Given request:
Copy each of the entries below word for word, keeping every line as it appears.
[Material start]
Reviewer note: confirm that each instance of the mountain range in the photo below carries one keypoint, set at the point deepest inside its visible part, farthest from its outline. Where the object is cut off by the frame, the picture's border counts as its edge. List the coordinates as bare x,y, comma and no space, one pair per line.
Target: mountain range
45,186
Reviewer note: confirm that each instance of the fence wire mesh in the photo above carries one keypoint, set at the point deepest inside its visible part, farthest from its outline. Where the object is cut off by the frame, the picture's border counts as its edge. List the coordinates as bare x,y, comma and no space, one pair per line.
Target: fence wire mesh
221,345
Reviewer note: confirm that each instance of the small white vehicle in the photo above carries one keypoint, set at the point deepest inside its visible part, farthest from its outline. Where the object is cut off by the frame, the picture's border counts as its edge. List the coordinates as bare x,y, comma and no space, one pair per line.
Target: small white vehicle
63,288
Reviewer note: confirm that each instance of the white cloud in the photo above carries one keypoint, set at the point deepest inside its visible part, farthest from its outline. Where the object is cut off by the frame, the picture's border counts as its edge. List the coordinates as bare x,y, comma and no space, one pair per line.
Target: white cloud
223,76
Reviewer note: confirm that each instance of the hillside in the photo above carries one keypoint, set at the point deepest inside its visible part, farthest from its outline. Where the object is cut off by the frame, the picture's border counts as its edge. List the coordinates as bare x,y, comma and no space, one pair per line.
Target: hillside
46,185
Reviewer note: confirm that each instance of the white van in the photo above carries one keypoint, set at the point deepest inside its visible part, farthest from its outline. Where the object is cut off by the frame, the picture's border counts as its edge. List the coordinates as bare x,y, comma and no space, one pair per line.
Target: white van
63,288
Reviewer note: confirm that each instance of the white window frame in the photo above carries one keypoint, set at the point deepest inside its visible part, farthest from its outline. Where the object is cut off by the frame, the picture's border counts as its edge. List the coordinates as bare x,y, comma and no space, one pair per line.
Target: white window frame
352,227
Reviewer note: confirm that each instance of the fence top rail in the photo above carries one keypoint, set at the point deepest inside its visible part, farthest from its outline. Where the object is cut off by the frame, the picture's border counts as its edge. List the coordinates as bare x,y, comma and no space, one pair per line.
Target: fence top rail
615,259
[Material end]
Answer to this task:
Reviewer note: confirm that each instance of the mountain range in the photo below carries one keypoint, set at the point deepest inside its visible part, farthest from its outline. Where the object is cut off by the frame, the picture's border counts as its edge. List the coordinates as bare x,y, comma and no space, one pair per line.
Target: mountain range
45,186
Reviewer note: confirm that each instance of the fence wire mesh in the photo above carries one keypoint, set at the point deepest inside its visible part, farthest from its outline. Where the object is cut off by the frame, the picture's border counts as its edge. List the coordinates as bare x,y, comma and no space, one pair per line.
Target: fence wire mesh
221,345
Reviewer note: confirm that each instance of the small white vehicle in the photo above carries one keypoint, set at the point deepest inside its visible part, farthest from its outline. Where the object is cut off by the frame, the picture's border counts as its edge. List the coordinates as bare x,y, comma and no space, one pair per line.
Target: small white vehicle
63,288
Reviewer note: confirm that each instance of the white cloud in the photo above carries one keypoint, set at the point deepest inside its visible part, farthest from its outline. Where the object is cut off by the frame, the picture's border counts as its edge. List the coordinates as bare x,y, comma and no space, one pair per line.
Target: white cloud
223,76
Reviewer note: confirm that each instance of the hillside in the photo above carries one keypoint, set at the point deepest inside its visible part, farthest from its outline. Where the object is cut off by the frame, the picture's border counts as its edge. List the coordinates as bare x,y, comma and no space, one pair per line.
Target: hillside
46,185
Reviewer note: confirm that each instance of the white van in the photo above carries one keypoint, set at the point deepest inside its visible part, farthest from its outline. Where the object is cut off by the frame, the picture's border counts as its edge. List the coordinates as bare x,y, comma and no space, one pair per line.
Target: white van
63,288
Reviewer note: confirm that each instance of the white window frame in the photo above carries one keypoint, set at the point deepest inside its visible part, farthest from its outline. Where the object is cut off by the frame, the picture's border counts as its edge. List the coordinates as bare x,y, comma and no space, one pair per line.
Target: white window frame
352,227
Reviewer note: confirm that each instance of the fence top rail in the photo above carries one keypoint, set at the point deepest inside its visible part, farthest from its outline. Where the object is cut off by the frame, the picture's border counts as its edge. List the coordinates as bare x,y, comma and no space, one pair per line.
Target: fence top rail
615,259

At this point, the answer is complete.